Task description
Write the data out in full and word for word. Do not include images.

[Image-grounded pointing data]
BEGIN

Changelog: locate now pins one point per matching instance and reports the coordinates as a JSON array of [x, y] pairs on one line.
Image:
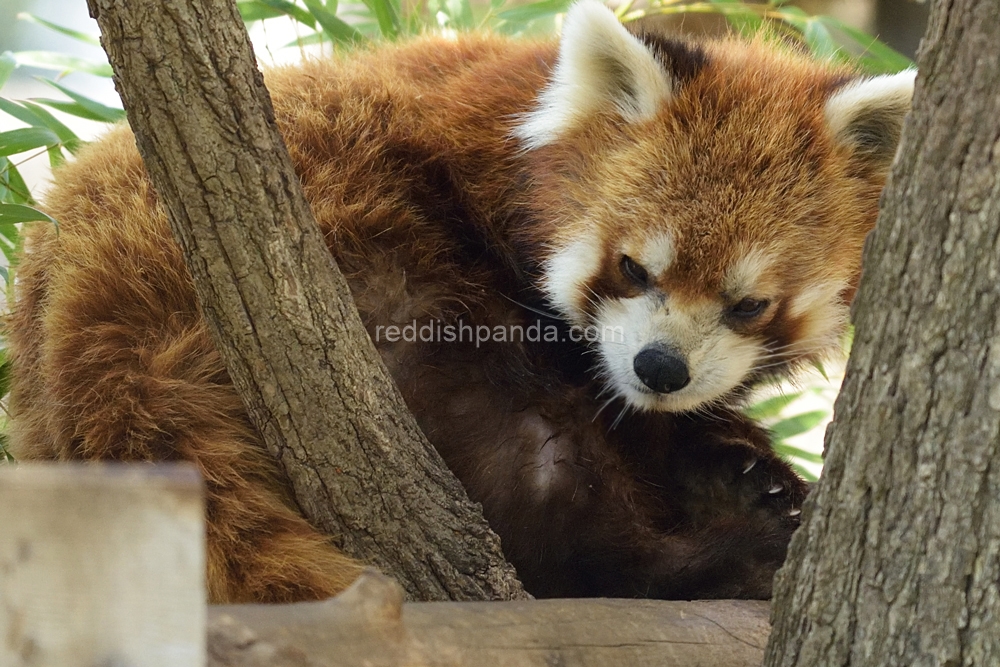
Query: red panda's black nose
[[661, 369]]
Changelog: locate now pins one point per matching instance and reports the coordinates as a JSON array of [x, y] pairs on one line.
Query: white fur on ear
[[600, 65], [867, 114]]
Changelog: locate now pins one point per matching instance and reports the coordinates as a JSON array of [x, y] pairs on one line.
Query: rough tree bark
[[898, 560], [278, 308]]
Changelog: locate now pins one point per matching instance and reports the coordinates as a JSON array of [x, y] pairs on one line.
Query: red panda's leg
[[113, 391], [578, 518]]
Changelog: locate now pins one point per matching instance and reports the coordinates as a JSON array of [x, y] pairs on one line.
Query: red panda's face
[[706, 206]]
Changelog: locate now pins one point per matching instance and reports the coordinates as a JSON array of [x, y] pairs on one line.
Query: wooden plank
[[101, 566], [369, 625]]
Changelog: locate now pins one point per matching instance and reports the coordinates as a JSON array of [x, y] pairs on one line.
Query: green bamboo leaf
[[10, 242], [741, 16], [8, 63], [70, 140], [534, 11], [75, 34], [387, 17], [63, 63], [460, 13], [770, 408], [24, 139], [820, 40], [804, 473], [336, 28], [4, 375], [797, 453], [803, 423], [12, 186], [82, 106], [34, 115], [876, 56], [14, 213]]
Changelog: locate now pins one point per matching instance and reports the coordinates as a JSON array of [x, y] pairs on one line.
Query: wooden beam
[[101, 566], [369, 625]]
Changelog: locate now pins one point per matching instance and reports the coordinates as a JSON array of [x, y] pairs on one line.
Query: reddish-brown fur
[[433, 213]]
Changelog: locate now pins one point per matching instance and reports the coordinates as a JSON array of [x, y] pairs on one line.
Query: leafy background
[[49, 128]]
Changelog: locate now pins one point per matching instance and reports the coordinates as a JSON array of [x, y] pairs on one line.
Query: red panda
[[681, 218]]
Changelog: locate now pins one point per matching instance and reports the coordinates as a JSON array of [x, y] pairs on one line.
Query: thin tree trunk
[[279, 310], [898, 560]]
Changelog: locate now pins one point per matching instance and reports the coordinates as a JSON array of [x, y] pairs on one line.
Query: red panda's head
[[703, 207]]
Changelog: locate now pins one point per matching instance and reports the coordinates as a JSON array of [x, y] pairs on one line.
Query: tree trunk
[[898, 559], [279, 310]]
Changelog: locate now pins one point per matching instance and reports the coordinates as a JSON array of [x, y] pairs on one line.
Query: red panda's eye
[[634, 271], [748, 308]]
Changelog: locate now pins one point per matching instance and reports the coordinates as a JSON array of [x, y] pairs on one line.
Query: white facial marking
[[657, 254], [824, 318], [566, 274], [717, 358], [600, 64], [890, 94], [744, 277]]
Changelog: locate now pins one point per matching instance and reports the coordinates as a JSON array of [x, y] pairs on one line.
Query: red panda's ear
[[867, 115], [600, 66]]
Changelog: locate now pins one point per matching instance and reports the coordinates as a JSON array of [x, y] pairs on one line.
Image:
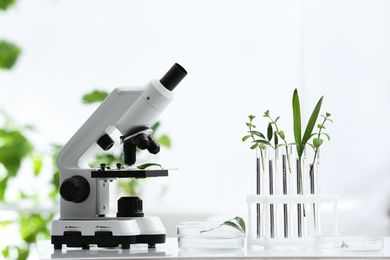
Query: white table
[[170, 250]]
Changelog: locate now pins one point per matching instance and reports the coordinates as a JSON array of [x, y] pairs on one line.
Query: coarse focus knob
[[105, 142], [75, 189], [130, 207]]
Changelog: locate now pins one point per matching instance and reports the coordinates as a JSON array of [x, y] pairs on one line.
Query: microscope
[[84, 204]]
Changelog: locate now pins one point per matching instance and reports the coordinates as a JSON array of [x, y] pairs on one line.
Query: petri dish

END

Answer box
Changelog: locate now pins one point per matching instance and reports the coordinates as a JSON array of [x, y] pairs on one line.
Image:
Query: red panda's black nose
[[661, 369]]
Changelog: locate now pins one point per matching instance and reports the coordinates as a JSON array of [x, y] pairs on one line.
Query: white fur on ear
[[600, 65], [867, 114]]
Changelog: locate now pins one point per matching instance and reports the coordinates as a JSON array of [x, y] pairs on one line.
Query: rough tree bark
[[898, 560], [278, 308]]
Changelog: locate now pins one point per matching instance and reports the coordinates as a JSON array of [x, y] pairs on one line.
Query: red panda's leg
[[113, 391], [578, 518]]
Changelog: locate now pins one point per matching instance and reports the coordinates as a JSON array of [x, y] pairs on one line.
Query: red panda's face
[[706, 206]]
Changelog: locate now pins one point per matching instance and reports the coordinates as a JSON array of [x, y] pairs on one line.
Query: wooden plank
[[101, 566], [369, 625]]
Changelog: locate now pins one point per matching instance and reports the coordinates as a JSON array of [x, y] pairs on one line.
Query: green bamboo leaf
[[10, 242], [741, 16], [8, 63], [70, 140], [534, 11], [75, 34], [387, 17], [63, 63], [460, 13], [770, 408], [24, 139], [820, 40], [804, 473], [336, 28], [4, 375], [797, 453], [803, 423], [12, 186], [82, 106], [34, 115], [876, 56], [14, 213]]
Changelog: locate now pins one point per matching instance and reports the coordinates as a JSON array of [x, y] pairs on one line.
Query: wooden beam
[[101, 566], [369, 625]]
Changelog: locate now pins one point per matching instance and reports the coordinates as a JSON array of [x, y] pairs on one line.
Query: reddish-brown fur
[[433, 213]]
Changelog: locate now pins one point per matching instance and reports the coordinates as a JSON array of [x, y] pairs on one line.
Query: leafy background
[[49, 128]]
Changelog: locate now pins one point per matching instance and reports the coordinates as a JSON array of [x, y] pairs on one line.
Query: red panda
[[681, 218]]
Changelog: locate now pins one point per matching instance and reports the coordinates as a JSON array of [x, y] pairs on one line.
Query: thin tree trunk
[[279, 310], [898, 560]]
Changelog: locate now pins one point per matching instance and reports the coordinates as a JSON array of [x, y] pairs on one line.
Query: red panda's head
[[703, 207]]
Changelog: locate now pins one point per matching instance and reports the coordinates as a JSON array of [x, y] pairs on one line.
Query: tree trunk
[[898, 559], [279, 310]]
Changelog: locate now pins one point per matching instance and reports the coordinates as a JSON array of [x, y] pairs on one line.
Query: red panda's eye
[[634, 271], [748, 308]]
Changelog: locate now pins one point per matching instance and reports the coordinates as a JSON array of [x, y] pairs on one line.
Query: white facial marking
[[657, 254], [824, 318], [566, 274], [717, 358], [600, 64], [890, 94], [744, 277]]
Changelog: locate now pins one point per matching instance and reports the coordinates as a JSON array of [x, y] pairs on one line.
Query: red panda's ear
[[867, 115], [600, 66]]
Changelog: locate now pins one point per matching instance and reports the coordinates as a JSON array of [x, y] pairs on one line.
Image:
Query: white table
[[170, 250]]
Changelog: locate now pins one point per matching instance and reports the coordinates as a JSON array of [x, y] pairs on one line.
Query: coarse focus knob
[[105, 142], [75, 189], [130, 207]]
Changelog: locate now pins one point per matching instance and reports the coordinates as a JSON array of [x, y] pairs on one line.
Query: microscope
[[84, 204]]
Changelog: locate now pins one point per matching instance and reports the coordinates as a JSON array of [x, y] pairs on one line.
Query: petri dish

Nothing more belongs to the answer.